**Goal:** Could you write out every line of the records below word for word, leaving out the pictures?

**Record set:**

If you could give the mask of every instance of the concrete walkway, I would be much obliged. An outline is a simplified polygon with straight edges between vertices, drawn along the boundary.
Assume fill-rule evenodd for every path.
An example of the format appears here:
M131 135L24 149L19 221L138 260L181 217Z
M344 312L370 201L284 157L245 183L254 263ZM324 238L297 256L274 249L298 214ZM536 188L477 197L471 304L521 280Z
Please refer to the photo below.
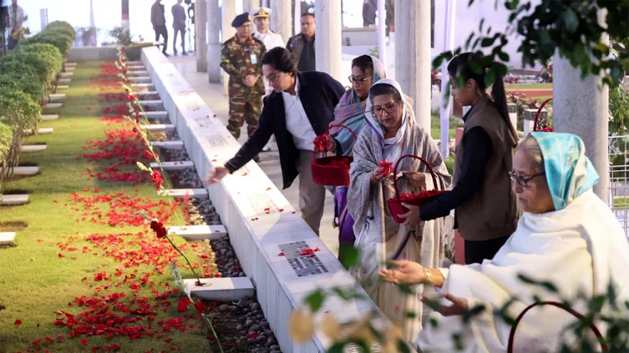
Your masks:
M203 98L205 103L218 115L221 122L227 125L229 118L229 101L224 95L223 85L208 82L208 75L205 73L196 72L196 62L194 55L188 57L174 57L169 58L171 62L183 75L188 83ZM238 140L241 144L247 141L247 125L243 127ZM271 151L260 154L262 161L258 164L273 180L275 186L282 189L282 171L280 168L280 155L275 143L271 145ZM298 181L297 180L289 189L282 190L284 196L293 206L298 210ZM334 201L332 195L328 193L326 197L325 213L321 223L320 236L323 242L335 254L338 252L338 230L332 228L332 220L334 217Z

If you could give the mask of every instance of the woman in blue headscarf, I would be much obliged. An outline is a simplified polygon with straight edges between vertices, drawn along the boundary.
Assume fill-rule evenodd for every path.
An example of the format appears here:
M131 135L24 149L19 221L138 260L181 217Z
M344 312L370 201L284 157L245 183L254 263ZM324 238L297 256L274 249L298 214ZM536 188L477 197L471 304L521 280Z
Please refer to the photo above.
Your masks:
M426 327L417 340L424 352L455 352L453 333L461 335L463 346L457 352L506 352L511 326L494 311L512 299L506 310L511 317L536 298L591 298L605 295L610 283L621 307L629 300L629 245L609 208L592 192L599 177L581 138L533 133L519 145L513 166L513 191L525 214L492 260L449 269L394 261L393 269L380 273L393 283L428 283L444 294L444 305L433 314L438 327ZM525 283L519 275L551 282L558 292ZM574 310L587 312L586 301L572 303ZM485 310L464 325L458 316L477 305ZM574 321L557 308L533 309L518 326L514 352L558 352L558 344L574 339L565 336ZM596 324L605 334L603 323Z

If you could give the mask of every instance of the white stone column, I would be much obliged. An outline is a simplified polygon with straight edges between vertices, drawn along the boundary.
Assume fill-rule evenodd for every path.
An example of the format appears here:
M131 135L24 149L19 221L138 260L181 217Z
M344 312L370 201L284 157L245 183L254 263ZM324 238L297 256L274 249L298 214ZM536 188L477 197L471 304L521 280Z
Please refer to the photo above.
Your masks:
M271 0L270 9L270 29L281 34L284 41L288 41L293 33L291 0Z
M231 22L236 17L236 0L223 0L221 7L221 41L224 42L236 35L236 29L231 27ZM219 46L219 57L220 58L220 45ZM219 59L220 64L220 59ZM225 89L225 95L227 95L227 84L229 81L229 75L223 72L223 86Z
M314 3L317 32L314 57L317 71L341 80L341 2L340 0L317 0Z
M604 23L605 15L599 13ZM605 26L605 24L603 24ZM605 34L601 42L609 44ZM553 131L578 135L583 139L586 154L600 180L594 192L605 203L609 181L608 150L609 88L600 87L600 78L590 75L581 80L581 69L555 53L553 59Z
M243 0L243 11L251 13L252 11L260 7L260 0ZM253 20L252 15L251 33L256 31L256 22Z
M205 8L208 10L208 81L220 83L221 10L218 0L205 0Z
M396 78L431 131L431 1L396 0Z
M205 33L205 24L208 22L208 10L205 9L205 0L196 0L194 2L194 43L196 57L196 71L208 71L208 40Z

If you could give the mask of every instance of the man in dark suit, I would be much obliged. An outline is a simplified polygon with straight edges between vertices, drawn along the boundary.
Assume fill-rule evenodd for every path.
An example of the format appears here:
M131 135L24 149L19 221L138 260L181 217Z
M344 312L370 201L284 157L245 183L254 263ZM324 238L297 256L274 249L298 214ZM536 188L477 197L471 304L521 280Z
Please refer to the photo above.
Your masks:
M261 62L262 73L273 92L264 98L258 129L225 166L212 168L205 181L217 182L237 171L275 135L284 189L299 176L301 217L319 234L326 190L312 180L313 141L334 120L334 108L345 89L327 73L298 72L290 52L281 47L266 52Z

**Answer to this task:**
If you could give the mask of every instance of the concrete walkway, I would be much obliged. An outline is a simplified polygon with straight edges between vertices, drawn along the boundary.
Assume fill-rule evenodd for every path.
An example of the format appears here:
M131 135L24 149L19 221L138 260L181 217Z
M344 312L370 201L284 157L245 183L254 263ZM324 238L297 256L274 249L298 214ZM536 188L477 197L471 304L521 280Z
Please refer to the photo below.
Your masks:
M203 98L205 103L218 115L221 122L227 125L229 118L229 101L224 95L223 85L208 82L208 75L205 73L196 72L196 62L194 55L188 57L174 57L169 58L171 62L183 75L188 83ZM238 140L241 144L247 141L247 125L243 127ZM271 151L260 154L262 161L258 164L273 180L275 186L282 189L282 171L280 168L280 155L275 143L271 145ZM298 181L297 180L289 189L282 190L284 196L293 206L298 210ZM334 201L332 195L328 193L326 197L325 213L321 223L320 236L323 242L335 254L338 252L338 230L332 228L332 220L334 217Z

If you could give the mask of every instance of the woman in blue headscarf, I would be much obliged. An outline is a simplified polygon with straight edges between vertices, drawn along the boundary.
Assume fill-rule evenodd for every path.
An example of the format appears here:
M131 135L24 149L19 221L138 260L181 217Z
M344 312L370 201L284 157L245 183L254 263ZM324 238L297 256L274 249L298 214ZM536 188L477 197L471 304L521 280Z
Please refer to the photo above.
Your masks:
M426 327L417 340L424 352L455 352L453 333L461 335L463 346L457 352L506 352L511 326L494 311L512 299L506 310L511 317L536 298L591 298L605 295L610 283L621 307L629 300L629 245L609 208L592 192L599 177L581 138L533 133L519 145L513 166L513 191L525 214L492 260L449 269L394 261L393 269L380 273L393 283L428 283L444 294L444 305L433 314L438 327ZM525 283L519 275L551 282L558 292ZM574 310L587 312L586 301L572 303ZM485 310L464 325L458 316L477 305ZM574 321L557 308L533 309L518 326L514 352L558 352L558 344L574 339L565 336ZM596 324L605 334L603 323Z

If you could give the mask of every instance of the white stone column, I would be much obliged. An outline is a simplified polygon with straight edges between vertices, drawn along the boundary.
Assume fill-rule evenodd for every path.
An example of the format appears here:
M131 135L24 149L19 221L138 260L181 217Z
M344 312L370 201L284 157L245 183L254 263ZM324 238L297 256L274 249L298 214ZM536 188L477 197L471 304L521 280Z
Please refer to the photo above.
Your masks:
M271 0L270 9L270 29L281 34L284 41L288 41L293 33L291 0Z
M231 22L236 17L236 0L223 0L221 7L221 41L224 42L236 35L236 29L231 27ZM219 46L219 57L220 58L220 45ZM219 59L220 64L220 59ZM225 89L225 95L227 95L227 84L229 81L229 75L223 72L223 86Z
M314 3L317 32L314 57L317 71L341 80L341 2L340 0L317 0Z
M604 23L605 15L599 13ZM605 26L605 24L603 24ZM605 34L601 42L609 44ZM553 131L578 135L583 139L586 154L600 180L594 192L605 203L609 181L608 150L609 88L600 87L600 78L590 75L581 80L581 69L555 53L553 59Z
M243 0L243 11L251 13L252 11L260 7L260 0ZM253 20L252 15L251 33L256 31L256 22Z
M205 8L208 10L208 81L220 83L221 10L218 0L205 0Z
M396 78L431 131L431 1L396 0Z
M205 33L205 24L208 22L208 10L205 9L205 0L196 0L194 2L194 43L196 57L196 71L208 71L208 40Z

If you could give the mask of every instance of the man in dark suit, I would be much obliged. An outline is a simplified polygon with straight edges between vertices, drawn along the boundary.
Assume fill-rule evenodd for every path.
An example of the format appears here:
M131 135L24 149L19 221L138 260L181 217Z
M344 312L370 201L284 157L245 183L254 263ZM324 238L297 256L274 249L298 214ZM536 188L477 197L471 304L521 280Z
Please refer to the photo above.
Your masks:
M261 62L262 73L273 92L264 98L258 129L225 166L212 168L205 181L217 182L237 171L275 135L284 189L299 176L301 217L319 234L326 190L312 180L313 141L334 120L334 108L345 89L327 73L298 72L290 52L281 47L266 52Z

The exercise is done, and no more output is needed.